··· Fragmento del documento ···

Eso, ‘es raro escribirle para decírselo’. 

Ahí está ¿La escuchaste? 

Una piedrita mental acaba de darse contra la pared de mi cabeza, otra vez.


Hay un cepo comunicativo -que supongo se agrava porque vivo en otro país- que aparece cuando recuerdo que tengo amigos pero no le hablo a ninguno. Se siente como ese momento en el que me cruzo con alguien que vi un par de veces y me cae recontra bien pero decido esquivar la mirada porque siempre lo vi en grupo y no sabría de que hablarle si estamos mano a mano. 

Así, pero con mis amigos, a los que les conté mis miedos y mis aciertos. 

Los que me vieron ganarme un escalón al cielo y resbalarme al infierno.


Yo creo que es de esas cosas que crecen con el tiempo:


Un día dejé de hablarles porque de repente alguno de los dos estaba viviendo su vida en primera persona y eso implicaba prestar atención a otras cosas.

Otro día me agarró desensibilizado, usando el teléfono simplemente por vicio y se me escapó el escribirle para felicitarlo por algún logro o prestarle el hombro en alguna tragedia.

Otro día me escribió y lo vi en el mismo minuto, pero estaba haciendo algo y me acordé de responderle a las 8 horas. 

Otro día directamente no le respondí.
Otro día le vi una historia en alguna red social y quise escribirle para felicitarlo o prestarle el hombro. Pero como me daba vergüenza no haberle respondido antes, me reduje a reaccionarle a la historia con el emoji que representase el sentimiento más acertado.

··· Datos proporcionados ···

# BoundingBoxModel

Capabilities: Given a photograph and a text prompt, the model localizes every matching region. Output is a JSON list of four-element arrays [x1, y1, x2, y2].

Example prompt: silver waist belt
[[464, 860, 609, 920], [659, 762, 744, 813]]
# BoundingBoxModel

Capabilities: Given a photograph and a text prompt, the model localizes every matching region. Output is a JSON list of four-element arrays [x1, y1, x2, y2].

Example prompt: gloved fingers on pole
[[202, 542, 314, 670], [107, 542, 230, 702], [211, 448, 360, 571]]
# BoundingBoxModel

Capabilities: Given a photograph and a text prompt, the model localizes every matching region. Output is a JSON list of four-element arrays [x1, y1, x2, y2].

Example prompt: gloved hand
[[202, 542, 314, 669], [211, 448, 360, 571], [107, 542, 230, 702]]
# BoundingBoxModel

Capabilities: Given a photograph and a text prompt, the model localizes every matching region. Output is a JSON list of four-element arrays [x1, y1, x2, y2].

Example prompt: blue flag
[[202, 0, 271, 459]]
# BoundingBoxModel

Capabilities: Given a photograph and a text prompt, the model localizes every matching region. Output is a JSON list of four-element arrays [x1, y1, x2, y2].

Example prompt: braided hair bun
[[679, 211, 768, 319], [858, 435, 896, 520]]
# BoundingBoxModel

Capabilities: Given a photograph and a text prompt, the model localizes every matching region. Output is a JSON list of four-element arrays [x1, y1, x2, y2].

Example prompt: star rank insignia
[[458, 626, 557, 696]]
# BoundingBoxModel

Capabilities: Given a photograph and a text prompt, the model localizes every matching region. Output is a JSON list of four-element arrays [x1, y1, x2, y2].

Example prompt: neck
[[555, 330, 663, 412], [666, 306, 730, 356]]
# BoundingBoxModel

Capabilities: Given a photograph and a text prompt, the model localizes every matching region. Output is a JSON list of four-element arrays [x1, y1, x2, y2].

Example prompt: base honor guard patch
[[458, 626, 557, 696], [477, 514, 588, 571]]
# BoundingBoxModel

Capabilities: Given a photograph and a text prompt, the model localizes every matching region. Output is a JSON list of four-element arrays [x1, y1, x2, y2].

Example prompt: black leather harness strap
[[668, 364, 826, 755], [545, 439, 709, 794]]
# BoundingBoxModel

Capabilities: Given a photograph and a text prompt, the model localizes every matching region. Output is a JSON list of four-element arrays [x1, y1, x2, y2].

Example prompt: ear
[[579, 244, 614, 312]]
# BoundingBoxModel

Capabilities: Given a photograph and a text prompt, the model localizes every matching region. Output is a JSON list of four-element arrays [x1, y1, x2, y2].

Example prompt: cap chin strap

···

• [Consignas de trabajo]:
1. Copia todas las oraciones del fragmento sobre la amistad a distancia que comienzan con «Otro día».
2. Indica si cada afirmación coincide con el fragmento sobre la amistad a distancia. Responde sí o no y cita las palabras del fragmento que lo deciden.
(a) Quien narra vive en otro país.
(b) Quien narra respondió el mensaje en el mismo minuto en que lo vio.
(c) Al ver la historia en una red social, quien narra le escribió un mensaje al amigo.
3. Contesta con datos del fragmento sobre la amistad a distancia.
(a) ¿Contra qué se da la piedrita mental?
(b) ¿Cuántas horas después se acordó quien narra de responder el mensaje?
(c) ¿Por qué le daba vergüenza a quien narra escribirle al amigo tras ver su historia?

• [Respuestas por consigna]:
1.
1. Otro día me agarró desensibilizado, usando el teléfono simplemente por vicio y se me escapó el escribirle para felicitarlo por algún logro o prestarle el hombro en alguna tragedia.
2. Otro día me escribió y lo vi en el mismo minuto, pero estaba haciendo algo y me acordé de responderle a las 8 horas.
3. Otro día directamente no le respondí.
4. Otro día le vi una historia en alguna red social y quise escribirle para felicitarlo o prestarle el hombro.

2.
(a) Sí: «vivo en otro país».
(b) No: «me acordé de responderle a las 8 horas».
(c) No: «me reduje a reaccionarle a la historia con el emoji que representase el sentimiento más acertado».

3.
(a) Contra la pared de su cabeza.
(b) A las 8 horas.
(c) Porque no le había respondido antes.